* [Data extract]
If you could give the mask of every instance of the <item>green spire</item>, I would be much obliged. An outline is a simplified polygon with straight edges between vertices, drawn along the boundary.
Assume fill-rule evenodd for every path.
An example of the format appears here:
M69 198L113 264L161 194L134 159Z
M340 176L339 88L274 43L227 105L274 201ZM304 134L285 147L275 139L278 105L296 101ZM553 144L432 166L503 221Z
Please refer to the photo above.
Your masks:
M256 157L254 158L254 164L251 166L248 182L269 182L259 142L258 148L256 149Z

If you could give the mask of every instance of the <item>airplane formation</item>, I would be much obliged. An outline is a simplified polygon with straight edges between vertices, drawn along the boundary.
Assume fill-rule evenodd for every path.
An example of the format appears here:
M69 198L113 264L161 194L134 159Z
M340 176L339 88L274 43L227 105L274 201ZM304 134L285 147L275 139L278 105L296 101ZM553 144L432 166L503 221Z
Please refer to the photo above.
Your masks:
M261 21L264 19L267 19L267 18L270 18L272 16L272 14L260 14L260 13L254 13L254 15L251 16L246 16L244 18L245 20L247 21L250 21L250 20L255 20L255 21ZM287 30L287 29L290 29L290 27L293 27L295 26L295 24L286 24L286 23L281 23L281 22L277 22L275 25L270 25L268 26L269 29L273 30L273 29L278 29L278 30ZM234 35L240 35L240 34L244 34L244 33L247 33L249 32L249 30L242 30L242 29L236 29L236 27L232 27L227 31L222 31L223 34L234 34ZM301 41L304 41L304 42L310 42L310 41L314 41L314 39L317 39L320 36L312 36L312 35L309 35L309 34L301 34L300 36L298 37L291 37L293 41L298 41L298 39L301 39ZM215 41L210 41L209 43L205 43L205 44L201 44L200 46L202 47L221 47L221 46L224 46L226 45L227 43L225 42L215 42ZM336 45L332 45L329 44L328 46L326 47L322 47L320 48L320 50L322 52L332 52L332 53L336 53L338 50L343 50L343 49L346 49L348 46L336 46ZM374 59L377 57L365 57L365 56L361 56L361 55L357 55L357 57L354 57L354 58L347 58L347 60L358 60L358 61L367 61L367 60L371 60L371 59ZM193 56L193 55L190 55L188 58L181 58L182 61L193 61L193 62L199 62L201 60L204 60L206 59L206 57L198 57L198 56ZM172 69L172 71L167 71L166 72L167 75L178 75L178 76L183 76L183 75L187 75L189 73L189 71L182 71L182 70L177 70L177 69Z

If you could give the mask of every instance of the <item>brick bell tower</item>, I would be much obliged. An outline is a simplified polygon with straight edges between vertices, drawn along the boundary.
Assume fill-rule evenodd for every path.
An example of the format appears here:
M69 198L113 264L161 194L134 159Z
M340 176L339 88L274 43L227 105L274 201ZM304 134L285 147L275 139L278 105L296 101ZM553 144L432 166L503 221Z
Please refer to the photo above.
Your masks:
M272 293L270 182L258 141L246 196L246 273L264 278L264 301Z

* [Task goal] Convert every line of the records above into one numbered list, leaving out the blank lines.

* [Solution to this problem]
1. If you could give the mask of every instance of the <item>green spire</item>, I would be much obliged. An outline is a simplified polygon with straight edges between vertices, drawn along the boundary.
2. Assume fill-rule evenodd for every path.
3. An example of the format appears here:
4. M69 198L113 264L161 194L134 159Z
5. M340 176L339 88L274 43L227 105L274 201ZM304 134L285 147L275 139L278 105L296 101ZM553 144L432 166L503 221Z
6. Please refer to the photo above.
7. Your masks:
8. M256 157L254 158L254 164L251 166L248 182L269 182L259 142L258 148L256 149Z
9. If you could give the mask of every instance of the <item>airplane formation</item>, I would be much obliged. An outline is a simplified polygon with straight edges between vertices, drawn along the boundary.
10. Assume fill-rule evenodd for every path.
11. An example of the format appears here:
12. M69 198L113 264L161 194L134 159Z
13. M340 176L339 88L274 43L227 105L274 201ZM304 134L285 147L275 139L278 105L296 101ZM553 144L432 166L503 221Z
14. Please refer to the photo above.
15. Your masks:
16. M261 21L264 19L267 19L267 18L270 18L272 16L272 14L260 14L260 13L254 13L254 15L251 16L246 16L244 18L245 20L247 21L250 21L250 20L255 20L255 21ZM287 30L287 29L290 29L290 27L293 27L295 26L295 24L286 24L286 23L281 23L281 22L277 22L275 25L270 25L268 26L269 29L273 30L273 29L278 29L278 30ZM234 35L240 35L240 34L244 34L244 33L247 33L249 32L249 30L242 30L242 29L236 29L236 27L232 27L227 31L222 31L223 34L234 34ZM301 41L304 41L304 42L310 42L310 41L314 41L314 39L317 39L320 36L312 36L312 35L309 35L309 34L301 34L300 36L298 37L291 37L293 41L298 41L298 39L301 39ZM215 41L210 41L209 43L205 43L205 44L201 44L200 46L202 47L221 47L221 46L224 46L226 45L227 43L225 42L215 42ZM336 45L332 45L329 44L328 46L326 47L322 47L320 48L320 50L322 52L332 52L332 53L336 53L338 50L343 50L343 49L346 49L348 46L336 46ZM374 59L377 57L365 57L365 56L361 56L361 55L357 55L357 57L354 57L354 58L347 58L347 60L358 60L358 61L367 61L367 60L371 60L371 59ZM193 56L193 55L190 55L188 58L181 58L182 61L193 61L193 62L199 62L201 60L204 60L206 59L206 57L198 57L198 56ZM172 69L172 71L167 71L166 72L167 75L178 75L178 76L183 76L183 75L187 75L189 73L189 71L182 71L182 70L177 70L177 69Z
17. If you could give the mask of every instance of the <item>brick bell tower</item>, I would be much obliged. An outline is a simplified polygon with straight edges between vertices, drawn along the boundary.
18. Assume fill-rule evenodd for every path.
19. An example of the format appears here:
20. M69 198L113 264L161 194L134 159Z
21. M340 176L339 88L274 43L227 105L274 201ZM304 134L285 147L275 139L278 105L296 101ZM553 144L432 166L503 221Z
22. Please refer to the photo above.
23. Your masks:
24. M272 293L270 182L258 141L246 196L246 273L264 278L264 301Z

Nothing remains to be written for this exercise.